Required work – Each entry below should be written out exactly as it is, with no pictures.
Information given: Begin
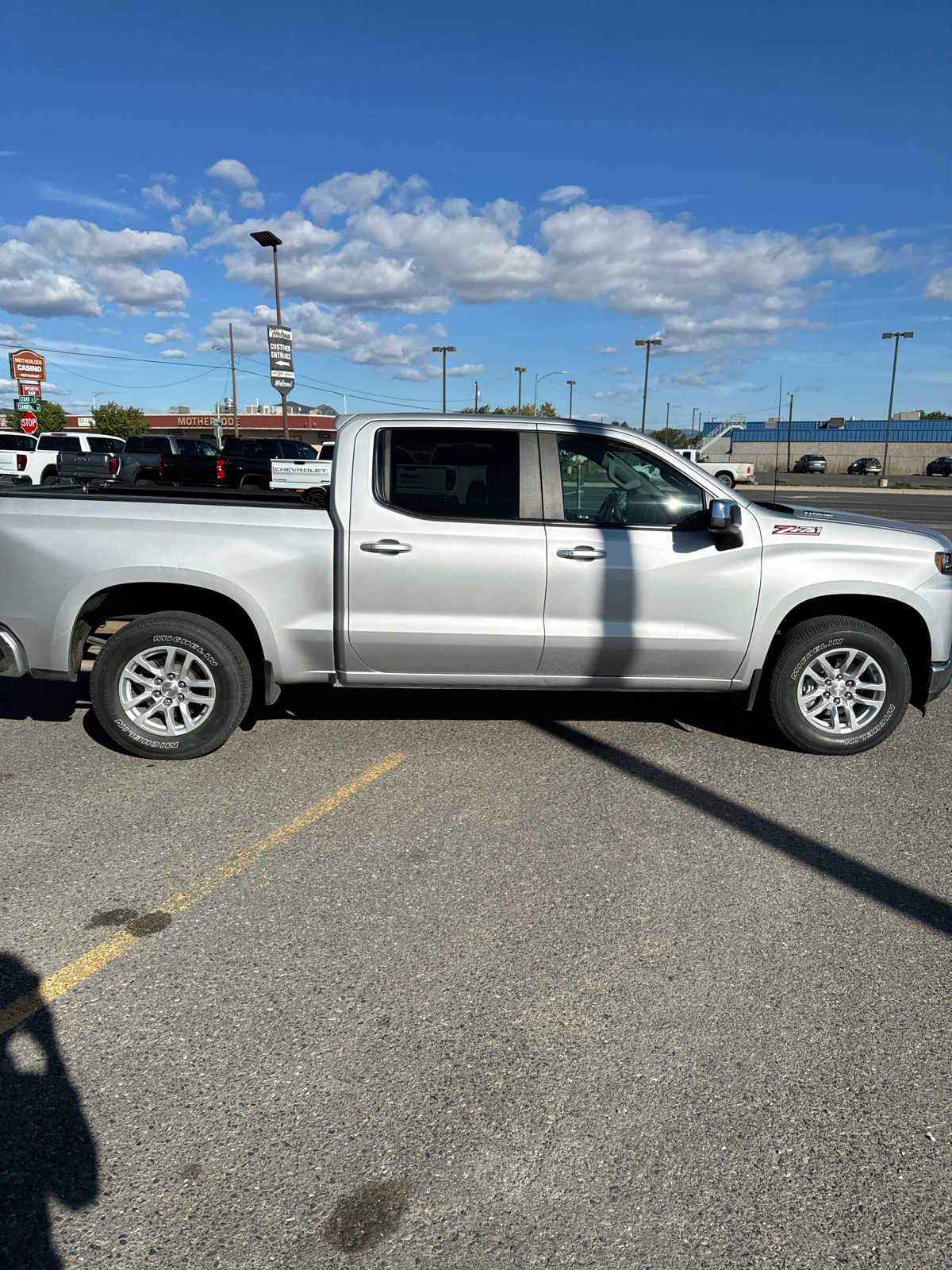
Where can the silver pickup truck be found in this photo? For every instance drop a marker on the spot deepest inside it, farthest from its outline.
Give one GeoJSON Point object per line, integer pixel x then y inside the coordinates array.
{"type": "Point", "coordinates": [460, 552]}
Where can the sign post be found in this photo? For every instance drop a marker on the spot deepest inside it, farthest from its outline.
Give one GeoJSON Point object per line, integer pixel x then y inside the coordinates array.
{"type": "Point", "coordinates": [282, 366]}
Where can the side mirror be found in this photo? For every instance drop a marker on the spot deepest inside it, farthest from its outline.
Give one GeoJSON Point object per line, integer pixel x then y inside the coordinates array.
{"type": "Point", "coordinates": [725, 522]}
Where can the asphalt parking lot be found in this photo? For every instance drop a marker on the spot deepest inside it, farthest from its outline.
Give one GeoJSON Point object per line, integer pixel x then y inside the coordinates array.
{"type": "Point", "coordinates": [444, 979]}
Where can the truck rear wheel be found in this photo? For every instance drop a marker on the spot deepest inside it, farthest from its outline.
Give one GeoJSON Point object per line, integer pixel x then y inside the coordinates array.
{"type": "Point", "coordinates": [171, 686]}
{"type": "Point", "coordinates": [839, 686]}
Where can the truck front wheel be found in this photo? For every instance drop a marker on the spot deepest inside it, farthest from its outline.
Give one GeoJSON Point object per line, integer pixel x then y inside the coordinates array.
{"type": "Point", "coordinates": [171, 686]}
{"type": "Point", "coordinates": [838, 686]}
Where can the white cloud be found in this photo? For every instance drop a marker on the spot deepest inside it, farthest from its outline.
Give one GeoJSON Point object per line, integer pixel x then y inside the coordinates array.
{"type": "Point", "coordinates": [234, 171]}
{"type": "Point", "coordinates": [160, 197]}
{"type": "Point", "coordinates": [423, 374]}
{"type": "Point", "coordinates": [562, 194]}
{"type": "Point", "coordinates": [347, 192]}
{"type": "Point", "coordinates": [939, 286]}
{"type": "Point", "coordinates": [173, 334]}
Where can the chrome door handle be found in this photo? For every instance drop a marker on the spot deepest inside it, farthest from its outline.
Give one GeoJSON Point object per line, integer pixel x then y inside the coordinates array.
{"type": "Point", "coordinates": [583, 552]}
{"type": "Point", "coordinates": [386, 546]}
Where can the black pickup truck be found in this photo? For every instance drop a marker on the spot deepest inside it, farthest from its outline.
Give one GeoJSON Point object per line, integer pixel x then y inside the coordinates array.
Information given: End
Output for this exercise –
Where can the silver pickup truck be found in this photo? For every instance drop a marker on the spot deepest inside it, farthest from its outline.
Give one GeoJSON Point object per line, integer pixel x then y inside the coordinates array.
{"type": "Point", "coordinates": [460, 552]}
Where can the sign post be found in this photo? For every instance drop a marker on the spot deepest inside it, farthest from its outline.
Give one GeoJSON Point object per line, integer pixel x then y inside the coordinates array.
{"type": "Point", "coordinates": [282, 366]}
Where can the side mirror be found in this photo? For every instance drop a marker on the spot deepest inside it, farthest from its outline.
Give one GeoJSON Point object per line, integer pixel x then y inside the coordinates array.
{"type": "Point", "coordinates": [725, 522]}
Where can the asphalt parking lot be found in this photo? For every instance drop a marker on the spot deepest inside it, farthest from its outline.
Give one GeoJSON Point object per line, integer pixel x then y inside the coordinates array.
{"type": "Point", "coordinates": [444, 979]}
Where can the truck rear wheel be found in this photo? For every instance drop a marker on the spot deepest inside it, farthest from its outline.
Give one GeoJSON Point object per line, integer pixel x then y inside the coordinates array.
{"type": "Point", "coordinates": [171, 686]}
{"type": "Point", "coordinates": [839, 686]}
Where can the truck front wheel be found in this photo? For every instance drop a marker on the spot deepest inside it, farthest from its outline.
Give one GeoJSON Point object per line, integer pixel x then y inside the coordinates array.
{"type": "Point", "coordinates": [171, 686]}
{"type": "Point", "coordinates": [838, 686]}
Where can the white cloud be found in this photo? For every instance drop a marker on the spot deepest inside it, farthest from its outline.
Give one GeoJSON Point object per line, integer pixel x then y inside the coordinates array.
{"type": "Point", "coordinates": [234, 171]}
{"type": "Point", "coordinates": [160, 197]}
{"type": "Point", "coordinates": [423, 374]}
{"type": "Point", "coordinates": [562, 194]}
{"type": "Point", "coordinates": [347, 192]}
{"type": "Point", "coordinates": [939, 286]}
{"type": "Point", "coordinates": [173, 334]}
Where can the chrome door handle be found in this photo? For every instance drop a marker on the spot deepest inside it, farthest from its outline.
Give one GeoJSON Point object per line, integer pixel x then y inside the coordinates array.
{"type": "Point", "coordinates": [583, 552]}
{"type": "Point", "coordinates": [386, 546]}
Where can the black pickup truck be found in this photo? For every instance drop a marker on the spot deepest inside it, farthest from its outline.
Give one GeoJSON Point object per line, integer pixel x then y inside the coordinates array.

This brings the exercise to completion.